= Set task 1 =
In the thread below on BLAS versus Julia threads, how many threads does the cluster machine have?
= Set task 2 =
From the BLAS-versus-threads thread below, return the part that opens with the words containing "BLAS vs Threads" and closes with "somewhere in between?".
= Set task 3 =
Summarize the BLAS-versus-threads thread below in two sentences.

BLAS vs Threads on a cluster

I’m developing a script which, at its core, is mainly diagonalizing a large number of Hermitian matrices, i.e., eigen(Hermitian(A)). I want to run the code on a cluster (on a single machine, 96 threads) and am looking into multithreading it using Threads.@threads.

In testing on my desktop (16 threads), I noticed that the LinearAlgebra functions automatically make use of multiple threads. So my question is: is it better (faster) to let all the threads be used by eigen, or to restrict eigen to a single thread and parallelize using Threads? Or somewhere in between?

Generally you want to set BLAS to a single thread if you can paralellize at a higher level easily. BLAS multithreading doesn’t give you perfect scaling.

1 Like

Thanks! A simple test shows that you are right:

using LinearAlgebra

A = rand(800,800)

@time Threads.@threads for i in 1:30
    eigen(A)
end

BLAS.set_num_threads(1)
@time Threads.@threads for i in 1:30
    eigen(A)
end

output:

 12.973553 seconds (31.24 k allocations: 613.706 MiB, 0.16% gc time, 3.23% compilation time)
  5.900912 seconds (22.85 k allocations: 613.151 MiB, 0.23% gc time, 9.74% compilation time)

= Data section =
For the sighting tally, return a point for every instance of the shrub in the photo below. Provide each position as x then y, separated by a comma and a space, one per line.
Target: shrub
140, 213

= Task output 1 =
96 threads.

= Task output 2 =
BLAS vs Threads on a cluster

I’m developing a script which, at its core, is mainly diagonalizing a large number of Hermitian matrices, i.e., eigen(Hermitian(A)). I want to run the code on a cluster (on a single machine, 96 threads) and am looking into multithreading it using Threads.@threads.

In testing on my desktop (16 threads), I noticed that the LinearAlgebra functions automatically make use of multiple threads. So my question is: is it better (faster) to let all the threads be used by eigen, or to restrict eigen to a single thread and parallelize using Threads? Or somewhere in between?

= Task output 3 =
A user who diagonalizes many Hermitian matrices asks whether, on a 96-thread cluster machine, it is faster to let eigen use all threads or to restrict it to one thread and parallelize with Threads.@threads. A reply advises setting BLAS to a single thread when parallelizing at a higher level is easy, because BLAS multithreading does not scale perfectly, and the user's test of 30 eigen calls on an 800-by-800 random matrix confirms this, with the time dropping from about 12.97 seconds to about 5.90 seconds.